Please continue the text below on one-night stands and romantic love, starting right after its final sentence.

## [EXCERPTED TEXT]
————
An American man and a French woman meet on a train in Eastern Europe. They live on different continents. But before the sun comes up, they have spent the night together. What happens next?
You’d expect the answer to be, nothing. It’s just a one-night stand in a faraway place. But in director Richard Linklater’s trilogy, Before Sunrise, Before Sunset, and Before Midnight, their romance blooms into commitment and kids.
While some might dismiss this as Hollywood romanticism, it is actually a common experience. For the past five years, my colleagues at Match.com and I have conducted an annual national study called Singles in America, and in each year, a majority of survey respondents have reported having a one-night stand. And 27 percent of our 2014 respondents reported having had a one-night stand turn into a long-term, committed partnership.1
We humans are a romantic tribe. Over 54 percent of American singles (which make up over half of the adult population) believe in love at first sight; 56 percent believe laws should make it easier to wed; 89 percent believe you can stay married to the same person forever. And, remarkably, 33 percent of American singles believe it’s ok to leave a “satisfactory marriage” if you are no longer passionately in love. In America, as in much of the post-industrial world, romantic love is in full bloom.
————
Extracted data entries
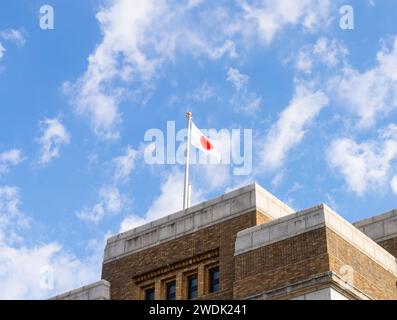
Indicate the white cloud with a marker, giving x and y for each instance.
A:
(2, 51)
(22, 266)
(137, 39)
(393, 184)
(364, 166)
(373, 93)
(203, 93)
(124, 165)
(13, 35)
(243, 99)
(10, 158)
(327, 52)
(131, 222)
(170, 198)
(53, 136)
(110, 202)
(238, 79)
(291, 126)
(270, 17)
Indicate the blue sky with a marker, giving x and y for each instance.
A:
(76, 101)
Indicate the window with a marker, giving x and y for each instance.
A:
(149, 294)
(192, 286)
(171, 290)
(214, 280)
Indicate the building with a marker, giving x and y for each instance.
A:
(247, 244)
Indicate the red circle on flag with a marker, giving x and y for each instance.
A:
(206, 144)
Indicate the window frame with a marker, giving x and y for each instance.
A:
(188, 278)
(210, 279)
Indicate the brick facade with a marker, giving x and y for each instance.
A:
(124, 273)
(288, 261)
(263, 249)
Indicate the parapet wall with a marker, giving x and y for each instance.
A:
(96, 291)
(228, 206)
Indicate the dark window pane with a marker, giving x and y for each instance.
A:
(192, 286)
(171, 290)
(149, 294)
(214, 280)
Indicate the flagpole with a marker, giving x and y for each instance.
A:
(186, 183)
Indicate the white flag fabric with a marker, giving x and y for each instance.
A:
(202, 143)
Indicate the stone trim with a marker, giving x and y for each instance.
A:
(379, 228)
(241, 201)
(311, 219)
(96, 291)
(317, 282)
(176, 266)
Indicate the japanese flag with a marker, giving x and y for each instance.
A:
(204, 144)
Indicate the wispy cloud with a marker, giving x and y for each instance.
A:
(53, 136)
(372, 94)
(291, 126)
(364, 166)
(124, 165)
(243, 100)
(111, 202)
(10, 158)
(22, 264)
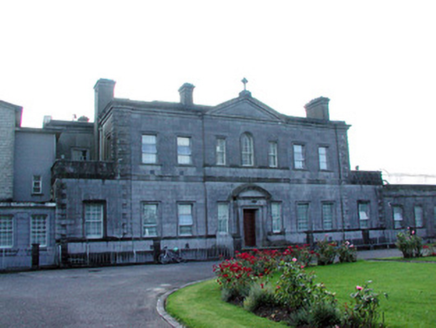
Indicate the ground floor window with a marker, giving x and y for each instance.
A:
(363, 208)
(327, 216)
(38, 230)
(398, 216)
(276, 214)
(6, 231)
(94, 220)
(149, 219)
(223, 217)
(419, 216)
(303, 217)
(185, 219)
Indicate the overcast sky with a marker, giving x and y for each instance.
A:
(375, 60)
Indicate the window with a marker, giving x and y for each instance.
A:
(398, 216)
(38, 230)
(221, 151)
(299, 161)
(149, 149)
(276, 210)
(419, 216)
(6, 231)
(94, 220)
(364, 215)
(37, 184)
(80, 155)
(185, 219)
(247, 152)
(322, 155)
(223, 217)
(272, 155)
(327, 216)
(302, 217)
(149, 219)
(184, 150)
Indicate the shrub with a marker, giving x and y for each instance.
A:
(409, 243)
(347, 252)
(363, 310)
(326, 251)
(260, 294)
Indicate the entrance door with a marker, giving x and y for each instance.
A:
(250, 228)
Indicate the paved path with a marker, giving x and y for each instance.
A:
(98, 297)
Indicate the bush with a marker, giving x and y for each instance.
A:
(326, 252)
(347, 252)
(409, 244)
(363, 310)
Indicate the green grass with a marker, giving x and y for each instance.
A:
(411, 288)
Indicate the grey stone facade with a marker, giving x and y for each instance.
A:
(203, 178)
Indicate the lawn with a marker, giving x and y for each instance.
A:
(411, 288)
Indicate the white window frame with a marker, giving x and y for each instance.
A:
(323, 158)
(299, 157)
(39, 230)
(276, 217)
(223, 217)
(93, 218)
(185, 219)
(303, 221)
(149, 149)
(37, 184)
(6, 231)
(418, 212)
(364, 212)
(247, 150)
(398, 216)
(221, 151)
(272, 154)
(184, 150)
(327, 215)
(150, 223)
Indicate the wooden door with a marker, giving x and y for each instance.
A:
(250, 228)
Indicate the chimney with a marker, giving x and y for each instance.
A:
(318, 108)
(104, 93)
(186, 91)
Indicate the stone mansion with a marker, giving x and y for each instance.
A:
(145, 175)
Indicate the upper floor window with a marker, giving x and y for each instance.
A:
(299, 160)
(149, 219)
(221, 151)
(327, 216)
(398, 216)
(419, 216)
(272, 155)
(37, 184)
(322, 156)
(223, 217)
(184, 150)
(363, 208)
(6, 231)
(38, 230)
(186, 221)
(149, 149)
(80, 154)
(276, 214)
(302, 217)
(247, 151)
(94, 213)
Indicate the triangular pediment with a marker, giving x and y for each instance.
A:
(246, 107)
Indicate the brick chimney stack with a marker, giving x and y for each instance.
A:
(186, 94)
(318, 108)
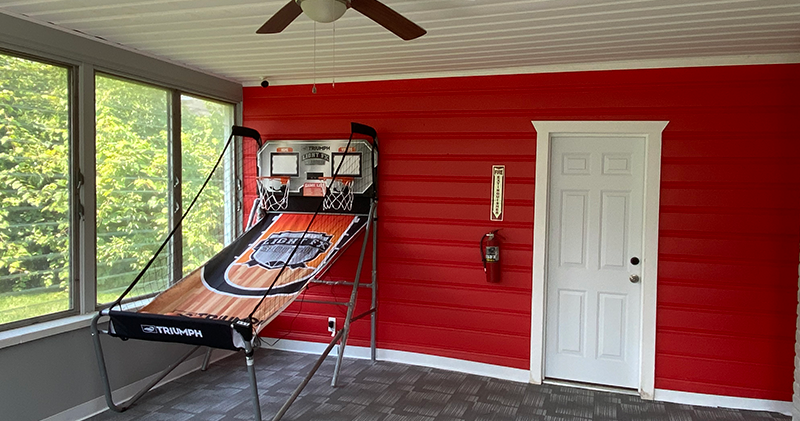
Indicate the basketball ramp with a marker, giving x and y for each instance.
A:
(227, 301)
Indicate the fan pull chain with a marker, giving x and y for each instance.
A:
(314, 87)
————
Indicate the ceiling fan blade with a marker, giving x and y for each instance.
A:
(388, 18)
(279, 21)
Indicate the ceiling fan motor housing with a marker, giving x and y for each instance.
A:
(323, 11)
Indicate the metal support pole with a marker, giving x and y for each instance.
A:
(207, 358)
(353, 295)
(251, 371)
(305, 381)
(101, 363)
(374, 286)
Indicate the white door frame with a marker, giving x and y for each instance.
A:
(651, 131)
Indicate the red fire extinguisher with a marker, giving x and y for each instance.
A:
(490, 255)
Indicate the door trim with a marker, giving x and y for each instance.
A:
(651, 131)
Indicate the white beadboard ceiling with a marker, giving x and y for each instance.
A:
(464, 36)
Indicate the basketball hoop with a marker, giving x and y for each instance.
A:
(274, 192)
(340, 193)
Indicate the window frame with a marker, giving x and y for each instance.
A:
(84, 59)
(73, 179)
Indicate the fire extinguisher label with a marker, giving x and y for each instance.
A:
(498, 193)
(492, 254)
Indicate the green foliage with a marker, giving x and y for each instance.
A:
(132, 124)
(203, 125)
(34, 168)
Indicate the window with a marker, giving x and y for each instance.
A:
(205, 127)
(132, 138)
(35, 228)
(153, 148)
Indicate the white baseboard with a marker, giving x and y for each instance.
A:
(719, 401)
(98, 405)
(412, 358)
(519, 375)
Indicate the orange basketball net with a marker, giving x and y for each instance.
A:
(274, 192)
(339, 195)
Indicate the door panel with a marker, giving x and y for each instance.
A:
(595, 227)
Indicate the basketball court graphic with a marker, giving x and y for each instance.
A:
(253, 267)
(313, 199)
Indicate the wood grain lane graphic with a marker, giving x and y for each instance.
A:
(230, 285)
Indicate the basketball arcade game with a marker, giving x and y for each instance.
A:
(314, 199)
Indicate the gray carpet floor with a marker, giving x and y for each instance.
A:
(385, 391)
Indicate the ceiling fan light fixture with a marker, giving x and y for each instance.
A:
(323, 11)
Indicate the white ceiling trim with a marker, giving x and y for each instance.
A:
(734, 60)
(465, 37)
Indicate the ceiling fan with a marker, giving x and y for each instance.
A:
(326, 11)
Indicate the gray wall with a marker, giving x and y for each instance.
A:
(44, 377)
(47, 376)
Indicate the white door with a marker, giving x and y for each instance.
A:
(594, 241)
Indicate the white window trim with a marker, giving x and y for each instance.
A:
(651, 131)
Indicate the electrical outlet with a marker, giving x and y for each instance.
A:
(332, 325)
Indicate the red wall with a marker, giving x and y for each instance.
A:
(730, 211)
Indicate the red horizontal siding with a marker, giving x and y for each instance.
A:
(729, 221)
————
## [OUTPUT BELOW]
Yet between 43 and 50 percent of American marriages will fail, and some 67 percent of American cohabiting couples report that they are terrified of the social, legal, emotional, and economic consequences of divorce.2 Divorce, men and women wanly joke, is in the drinking water.
So I have come to believe that—motivated by romance and afraid of what sociologist Andrew Cherlin calls the marriage-go-round—today’s singles are ushering a long pre-commitment stage into the courtship process. Fast sex is part of the package. Couples want to get to know everything about a potential life partner before they tie the knot. Welcome to the age of slow love.
Singles in America is not a poll of the Match.com population. Instead, it probes an annual representative sample of over 5,000 Americans, based on the U.S. census. To date we have queried over 25,000 men and women—to my knowledge, the largest national representative study of singles. And what we have found is an abundance of caution.
Take hooking-up—an uncommitted sexual encounter between two people who are not currently in a romantic relationship with one another. Hooking up appears reckless. Certainly those who engage in one-night stands are risking sexually transmitted infections, unwanted pregnancy, and emotional trauma. Nevertheless, in the 2014 Singles in America study, 66 percent of single men and 50 percent of single women reported that they had engaged in a one-night stand—and these numbers have varied little over the past five years. Why do we hop into the sack with someone we hardly know?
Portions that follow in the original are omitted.